> [Collected data]:
<<<<

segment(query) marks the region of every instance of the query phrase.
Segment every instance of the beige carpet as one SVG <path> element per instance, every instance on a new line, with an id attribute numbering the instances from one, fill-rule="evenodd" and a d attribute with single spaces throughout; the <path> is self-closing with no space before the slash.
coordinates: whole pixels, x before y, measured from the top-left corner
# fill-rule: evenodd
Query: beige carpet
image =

>>>>
<<<<

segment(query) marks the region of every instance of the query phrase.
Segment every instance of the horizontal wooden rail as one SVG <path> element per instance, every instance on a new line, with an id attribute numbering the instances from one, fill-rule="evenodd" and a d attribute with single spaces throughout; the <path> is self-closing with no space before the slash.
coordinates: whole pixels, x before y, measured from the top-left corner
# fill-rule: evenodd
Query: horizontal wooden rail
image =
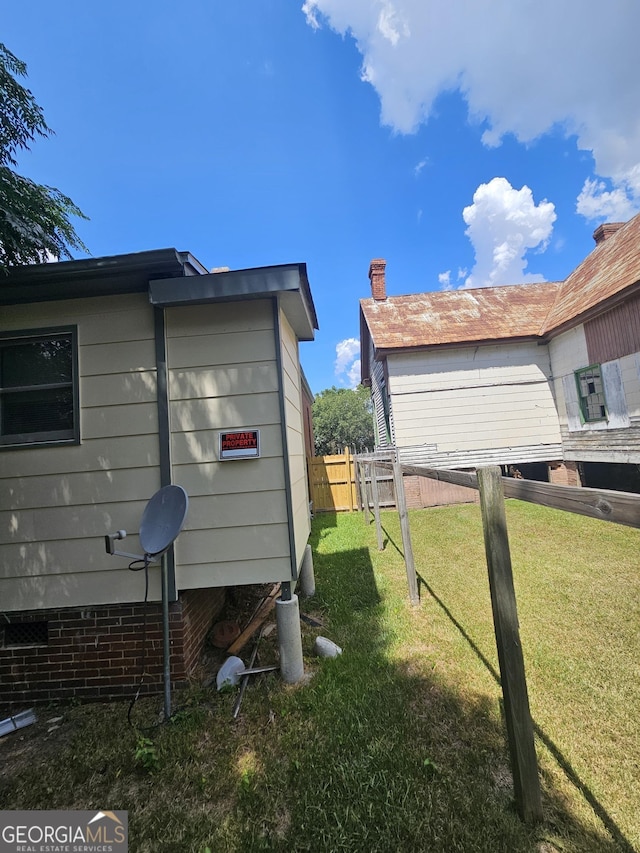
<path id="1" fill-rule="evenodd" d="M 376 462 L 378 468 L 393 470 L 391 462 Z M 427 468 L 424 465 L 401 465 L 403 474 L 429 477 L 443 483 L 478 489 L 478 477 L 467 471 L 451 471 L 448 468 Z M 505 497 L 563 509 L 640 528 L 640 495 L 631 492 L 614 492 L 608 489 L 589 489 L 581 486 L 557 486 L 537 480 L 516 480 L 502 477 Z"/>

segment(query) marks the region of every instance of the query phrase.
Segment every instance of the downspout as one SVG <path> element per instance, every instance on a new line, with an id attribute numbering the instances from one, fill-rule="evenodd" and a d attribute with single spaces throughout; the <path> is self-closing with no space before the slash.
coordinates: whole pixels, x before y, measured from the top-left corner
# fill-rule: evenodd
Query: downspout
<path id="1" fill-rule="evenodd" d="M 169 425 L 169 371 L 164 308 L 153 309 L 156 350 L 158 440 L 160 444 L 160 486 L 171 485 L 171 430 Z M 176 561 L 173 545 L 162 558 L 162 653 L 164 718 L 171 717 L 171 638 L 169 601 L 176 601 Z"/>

>>>>

> [Task directions]:
Retrieve all lines from the data that contain the string "beige".

> [Answer section]:
Segment every instance of the beige carpet as one SVG <path> element per instance, every instance on a new line, with an id attribute numbering the instances from one, fill-rule="evenodd" and a d attribute with single spaces throughout; the <path> is self-closing with no space before the slash.
Query: beige carpet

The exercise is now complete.